## EXERCISE DETAILS
Could you rewrite the lines below, swapping "even-odd rule" for "nonzero winding rule" wherever it occurs, changing nothing else and leaving the pictures out?
#####
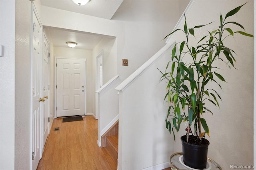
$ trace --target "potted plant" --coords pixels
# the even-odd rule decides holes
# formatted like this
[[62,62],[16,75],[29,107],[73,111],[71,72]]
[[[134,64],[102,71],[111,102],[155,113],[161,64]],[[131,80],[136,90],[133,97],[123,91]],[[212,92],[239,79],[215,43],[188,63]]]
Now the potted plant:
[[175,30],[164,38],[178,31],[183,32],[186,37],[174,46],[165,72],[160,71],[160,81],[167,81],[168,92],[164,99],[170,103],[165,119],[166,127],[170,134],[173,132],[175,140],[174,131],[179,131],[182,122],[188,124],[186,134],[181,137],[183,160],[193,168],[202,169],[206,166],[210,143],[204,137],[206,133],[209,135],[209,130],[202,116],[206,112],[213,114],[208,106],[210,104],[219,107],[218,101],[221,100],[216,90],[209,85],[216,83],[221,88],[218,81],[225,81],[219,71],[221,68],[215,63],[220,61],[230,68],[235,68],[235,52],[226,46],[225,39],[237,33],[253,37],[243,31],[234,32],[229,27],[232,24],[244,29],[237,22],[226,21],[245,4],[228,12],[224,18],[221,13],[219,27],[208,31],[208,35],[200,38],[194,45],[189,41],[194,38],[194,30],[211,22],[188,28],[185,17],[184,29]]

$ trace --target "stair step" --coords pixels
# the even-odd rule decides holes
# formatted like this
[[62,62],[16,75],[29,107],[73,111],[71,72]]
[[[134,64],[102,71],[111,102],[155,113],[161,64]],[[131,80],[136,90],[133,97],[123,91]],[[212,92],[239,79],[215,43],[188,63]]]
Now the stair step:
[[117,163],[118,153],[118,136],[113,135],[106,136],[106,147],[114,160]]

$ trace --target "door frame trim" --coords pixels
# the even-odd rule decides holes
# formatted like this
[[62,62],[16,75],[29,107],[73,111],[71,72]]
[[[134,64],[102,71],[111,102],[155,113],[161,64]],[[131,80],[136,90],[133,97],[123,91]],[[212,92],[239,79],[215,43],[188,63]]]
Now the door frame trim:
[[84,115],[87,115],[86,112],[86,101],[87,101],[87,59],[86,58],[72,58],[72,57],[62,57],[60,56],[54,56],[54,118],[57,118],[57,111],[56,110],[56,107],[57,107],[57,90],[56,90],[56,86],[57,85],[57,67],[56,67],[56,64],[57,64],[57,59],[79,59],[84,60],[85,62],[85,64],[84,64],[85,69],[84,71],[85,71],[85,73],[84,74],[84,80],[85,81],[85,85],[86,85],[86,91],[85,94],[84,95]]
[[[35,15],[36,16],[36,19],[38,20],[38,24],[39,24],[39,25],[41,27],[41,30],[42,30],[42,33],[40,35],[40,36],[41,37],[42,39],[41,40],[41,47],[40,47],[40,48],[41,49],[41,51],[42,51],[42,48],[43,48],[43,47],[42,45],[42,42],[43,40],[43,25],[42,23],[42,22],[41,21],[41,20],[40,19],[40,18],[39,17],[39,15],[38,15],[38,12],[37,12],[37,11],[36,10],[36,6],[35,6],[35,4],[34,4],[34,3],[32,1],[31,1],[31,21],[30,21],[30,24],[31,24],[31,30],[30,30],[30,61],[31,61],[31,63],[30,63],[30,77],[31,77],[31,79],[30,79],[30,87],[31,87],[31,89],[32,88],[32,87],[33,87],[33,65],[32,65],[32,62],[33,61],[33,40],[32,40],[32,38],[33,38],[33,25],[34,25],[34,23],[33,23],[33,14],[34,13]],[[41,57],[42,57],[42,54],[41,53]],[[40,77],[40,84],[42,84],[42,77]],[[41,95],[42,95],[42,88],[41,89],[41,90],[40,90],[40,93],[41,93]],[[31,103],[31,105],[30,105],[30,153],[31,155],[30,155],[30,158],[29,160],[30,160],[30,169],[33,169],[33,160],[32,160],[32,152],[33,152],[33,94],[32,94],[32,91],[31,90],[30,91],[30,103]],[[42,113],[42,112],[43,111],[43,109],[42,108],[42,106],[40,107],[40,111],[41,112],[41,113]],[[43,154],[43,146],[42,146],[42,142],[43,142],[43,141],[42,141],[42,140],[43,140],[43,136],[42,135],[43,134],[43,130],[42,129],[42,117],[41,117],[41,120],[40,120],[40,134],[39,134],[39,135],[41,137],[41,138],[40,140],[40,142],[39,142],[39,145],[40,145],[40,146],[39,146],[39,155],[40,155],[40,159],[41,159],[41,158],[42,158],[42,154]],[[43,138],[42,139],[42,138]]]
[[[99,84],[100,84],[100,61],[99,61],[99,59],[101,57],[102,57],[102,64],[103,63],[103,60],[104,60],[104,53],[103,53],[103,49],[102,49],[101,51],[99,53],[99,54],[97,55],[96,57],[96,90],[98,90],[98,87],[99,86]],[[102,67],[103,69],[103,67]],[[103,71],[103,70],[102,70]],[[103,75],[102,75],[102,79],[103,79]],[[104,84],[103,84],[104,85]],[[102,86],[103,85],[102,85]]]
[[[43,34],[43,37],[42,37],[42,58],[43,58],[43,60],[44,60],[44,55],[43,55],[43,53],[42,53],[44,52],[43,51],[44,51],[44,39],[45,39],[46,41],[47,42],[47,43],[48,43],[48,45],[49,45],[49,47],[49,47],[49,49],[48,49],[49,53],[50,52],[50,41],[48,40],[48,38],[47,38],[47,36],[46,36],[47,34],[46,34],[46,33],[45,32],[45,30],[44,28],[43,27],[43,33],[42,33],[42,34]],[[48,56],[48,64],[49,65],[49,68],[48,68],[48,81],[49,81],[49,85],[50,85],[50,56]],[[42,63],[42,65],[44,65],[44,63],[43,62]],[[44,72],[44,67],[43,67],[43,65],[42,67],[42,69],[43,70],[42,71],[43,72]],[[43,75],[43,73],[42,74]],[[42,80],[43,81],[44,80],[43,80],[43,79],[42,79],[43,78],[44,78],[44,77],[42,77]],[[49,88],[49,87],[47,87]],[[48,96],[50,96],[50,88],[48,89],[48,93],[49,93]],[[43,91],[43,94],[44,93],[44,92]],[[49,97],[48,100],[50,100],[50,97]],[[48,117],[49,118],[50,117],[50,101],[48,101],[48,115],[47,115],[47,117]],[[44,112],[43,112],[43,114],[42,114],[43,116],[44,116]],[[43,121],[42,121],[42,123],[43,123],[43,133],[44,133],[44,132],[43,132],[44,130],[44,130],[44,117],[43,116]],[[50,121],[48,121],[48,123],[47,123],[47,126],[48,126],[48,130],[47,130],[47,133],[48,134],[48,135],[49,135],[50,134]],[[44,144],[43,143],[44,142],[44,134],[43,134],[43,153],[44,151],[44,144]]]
#####
## EXERCISE ANSWER
$ trace --target "potted plant" --coords pixels
# the nonzero winding rule decides holes
# formatted like this
[[62,62],[16,75],[29,107],[73,111],[71,72]]
[[[134,64],[102,71],[111,102],[155,113],[161,64]],[[131,80],[136,90],[133,97],[123,91]],[[212,92],[239,79],[215,43],[188,63]]]
Now the potted plant:
[[175,30],[164,38],[178,31],[183,32],[186,37],[174,46],[165,72],[160,71],[160,81],[167,81],[168,92],[164,99],[170,103],[165,119],[166,127],[170,134],[173,132],[175,140],[174,131],[179,131],[182,122],[188,124],[186,134],[181,137],[183,160],[193,168],[202,169],[206,166],[210,143],[204,137],[206,133],[209,135],[209,130],[202,116],[206,112],[213,114],[208,106],[210,104],[219,107],[218,101],[221,100],[216,90],[209,85],[216,83],[221,88],[218,81],[225,81],[219,71],[221,68],[215,63],[220,61],[230,68],[235,68],[235,52],[226,46],[225,39],[237,33],[253,37],[243,31],[234,32],[229,27],[232,24],[244,29],[237,22],[226,21],[245,4],[228,12],[224,18],[221,13],[219,27],[208,31],[208,35],[200,38],[194,45],[189,41],[194,38],[194,30],[211,22],[188,28],[185,17],[184,29]]

$ trace --target "stair step" --coords pixels
# the nonzero winding rule decides holes
# formatted like this
[[62,62],[16,75],[29,107],[73,111],[71,72]]
[[[134,64],[102,71],[111,102],[155,113],[161,64]],[[131,80],[136,90],[133,97],[123,91]],[[212,92],[239,79],[215,43],[188,63]]]
Now the stair step:
[[117,163],[118,153],[118,136],[113,135],[106,136],[106,147],[114,160]]

$ trace --target "door frame trim" --coords pixels
# the nonzero winding rule decides holes
# formatted like this
[[62,62],[16,75],[29,107],[73,111],[71,72]]
[[[134,64],[102,71],[111,102],[155,113],[161,64]],[[131,80],[136,90],[133,97],[123,91]],[[212,92],[239,79],[215,43],[188,63]]]
Now the door frame trim:
[[84,115],[87,115],[86,112],[86,101],[87,101],[87,59],[86,58],[72,58],[72,57],[62,57],[60,56],[54,56],[54,118],[57,118],[57,111],[56,110],[56,107],[57,107],[57,90],[56,90],[56,86],[57,85],[57,67],[56,67],[56,64],[57,64],[57,59],[79,59],[84,60],[85,62],[85,64],[84,64],[85,69],[84,71],[85,71],[85,73],[84,74],[84,80],[85,81],[85,85],[86,85],[86,91],[85,94],[84,95]]
[[[35,15],[36,16],[36,19],[38,20],[38,24],[39,24],[39,25],[41,27],[41,30],[42,30],[42,33],[40,35],[40,36],[41,37],[42,39],[41,40],[41,47],[40,47],[40,48],[41,49],[41,51],[42,51],[42,48],[43,48],[43,47],[42,45],[42,42],[43,40],[43,25],[42,23],[42,22],[41,21],[41,20],[40,19],[40,18],[39,17],[39,15],[38,15],[38,12],[37,12],[37,11],[36,10],[36,6],[35,6],[35,4],[34,4],[34,3],[32,1],[31,1],[31,21],[30,21],[30,24],[31,24],[31,30],[30,30],[30,61],[31,61],[31,63],[30,63],[30,77],[31,77],[31,79],[30,79],[30,87],[31,87],[31,89],[32,88],[32,87],[33,87],[33,65],[32,65],[32,62],[33,61],[33,40],[32,40],[32,38],[33,38],[33,25],[34,25],[34,23],[33,23],[33,14],[34,13]],[[41,57],[42,57],[42,54],[41,53]],[[40,77],[40,84],[42,84],[42,77]],[[41,95],[42,95],[42,88],[41,89],[41,90],[40,90],[40,93],[41,93]],[[31,103],[31,105],[30,105],[30,153],[31,155],[30,155],[30,158],[29,160],[30,160],[30,169],[33,169],[33,160],[32,160],[32,152],[33,152],[33,94],[32,94],[32,91],[31,90],[30,91],[30,103]],[[42,113],[42,112],[43,111],[43,109],[42,108],[42,106],[40,107],[40,111],[41,112],[41,113]],[[43,154],[43,146],[42,146],[42,142],[43,142],[43,141],[42,141],[42,140],[43,140],[43,136],[42,135],[43,134],[43,130],[42,129],[42,117],[41,117],[41,120],[40,120],[40,134],[39,134],[39,135],[41,137],[41,138],[40,140],[40,142],[39,142],[39,145],[40,145],[40,146],[39,146],[39,155],[40,155],[40,159],[41,159],[41,158],[42,158],[42,154]],[[43,138],[42,139],[42,138]]]
[[[99,84],[100,84],[100,61],[99,61],[99,59],[101,57],[102,57],[102,64],[103,63],[103,60],[104,60],[104,53],[103,53],[103,49],[102,49],[101,51],[99,53],[99,54],[97,55],[96,57],[96,90],[98,90],[98,87],[99,86]],[[102,67],[103,69],[103,67]],[[103,71],[103,70],[102,70]],[[103,75],[102,75],[102,79],[103,79]],[[104,84],[103,84],[104,85]],[[102,86],[103,85],[102,85]]]
[[[43,34],[43,37],[42,37],[42,58],[43,58],[43,60],[44,60],[44,55],[43,55],[43,53],[42,53],[44,52],[43,51],[44,51],[44,39],[45,39],[46,41],[47,42],[47,43],[48,43],[48,45],[49,45],[49,47],[49,47],[49,49],[48,49],[49,53],[50,52],[50,41],[48,40],[48,38],[47,38],[47,36],[46,36],[47,34],[46,34],[46,33],[45,32],[45,30],[44,28],[43,27],[43,33],[42,33],[42,34]],[[48,56],[48,64],[49,65],[49,68],[48,68],[48,81],[49,81],[49,85],[50,85],[50,56]],[[42,63],[42,65],[44,65],[44,63],[43,62]],[[44,72],[44,67],[43,67],[43,65],[42,67],[42,69],[43,70],[42,71],[43,72]],[[43,75],[43,73],[42,74]],[[42,80],[43,81],[44,80],[43,80],[43,79],[42,79],[43,78],[44,78],[44,77],[42,77]],[[49,88],[49,87],[47,87]],[[48,96],[50,96],[50,88],[48,89],[48,93],[49,93]],[[43,91],[43,94],[44,93],[44,92]],[[49,97],[48,100],[50,100],[50,97]],[[48,117],[49,118],[50,117],[50,101],[48,101],[48,115],[47,115],[47,117]],[[44,112],[43,112],[43,114],[42,114],[43,116],[44,116]],[[43,121],[42,121],[42,123],[43,123],[43,133],[44,133],[44,132],[43,132],[44,130],[44,130],[44,117],[43,116]],[[50,121],[48,121],[48,123],[47,123],[47,126],[48,126],[48,130],[47,130],[47,133],[48,134],[48,135],[49,135],[50,134]],[[44,144],[43,143],[44,142],[44,134],[43,134],[43,153],[44,151],[44,144]]]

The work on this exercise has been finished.